How Have Active Managers Navigated 2025?

“Only when the tide goes out do you discover who’s been swimming naked.” – Warren Buffett.

An apt quote at this part of the year, as we head towards the Berkshire annual shareholder meeting to pay homage to one of the best active managers of all time. The first four months of this year have revealed (pun intended) a lot about how investment managers have been positioned and managed risk. There are many ways to measure this, but one simple check-in is to look at the broad set of active managers in a particular category versus their passive peers. Not all of those passive peers track the same index, and some may even use a factor or smart beta approach – raising the bar even higher for active managers to outperform. The table below shows major Morningstar categories and the year-to-date performance of the active managers versus passive. A green number indicates active has outperformed in aggregate, while a red indicates passive has prevailed so far.

In short, the environment has been tougher than expected for active managers. Typically, during these periods, we see active managers start to shine through, but the trend change in February and the speed and abruptness of the decline in April has seemingly caught a few managers off guard. We’d expect the best managers to eventually rise back to the top, and we’ve seen that in a number of cases, but that can also take time.

# DATA ENTRIES:
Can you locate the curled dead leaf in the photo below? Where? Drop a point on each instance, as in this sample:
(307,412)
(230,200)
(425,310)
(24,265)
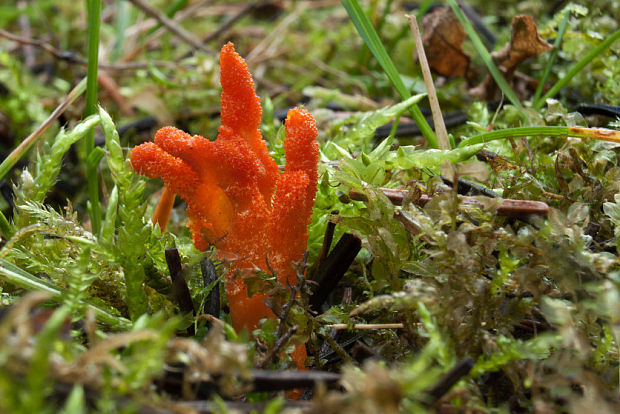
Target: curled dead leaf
(524,42)
(443,43)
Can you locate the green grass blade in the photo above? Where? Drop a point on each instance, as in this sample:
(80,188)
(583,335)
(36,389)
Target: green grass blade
(23,279)
(5,227)
(549,131)
(554,54)
(123,18)
(94,15)
(371,39)
(577,68)
(485,55)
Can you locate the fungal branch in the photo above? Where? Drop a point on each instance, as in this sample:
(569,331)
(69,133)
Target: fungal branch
(236,197)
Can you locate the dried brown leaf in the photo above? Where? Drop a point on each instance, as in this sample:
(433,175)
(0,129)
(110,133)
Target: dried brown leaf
(443,42)
(524,42)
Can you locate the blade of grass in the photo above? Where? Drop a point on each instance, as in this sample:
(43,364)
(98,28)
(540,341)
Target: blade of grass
(5,227)
(94,14)
(31,139)
(123,17)
(577,68)
(549,131)
(554,54)
(370,37)
(440,126)
(485,55)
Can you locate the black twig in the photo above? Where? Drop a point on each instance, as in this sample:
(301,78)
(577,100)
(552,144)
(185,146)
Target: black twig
(180,291)
(334,268)
(327,244)
(269,380)
(282,340)
(209,275)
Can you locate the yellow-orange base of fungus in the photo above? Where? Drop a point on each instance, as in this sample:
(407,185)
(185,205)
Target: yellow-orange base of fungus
(236,197)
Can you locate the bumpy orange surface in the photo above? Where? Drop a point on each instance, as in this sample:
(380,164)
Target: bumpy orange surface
(236,197)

# TASK OBJECTIVE:
Transcribe the piece on active managers in 2025, starting at "In short, the" and ending at "also take time.". The records aren't needed here.

# ANSWER FOR THIS EXERCISE:
In short, the environment has been tougher than expected for active managers. Typically, during these periods, we see active managers start to shine through, but the trend change in February and the speed and abruptness of the decline in April has seemingly caught a few managers off guard. We’d expect the best managers to eventually rise back to the top, and we’ve seen that in a number of cases, but that can also take time.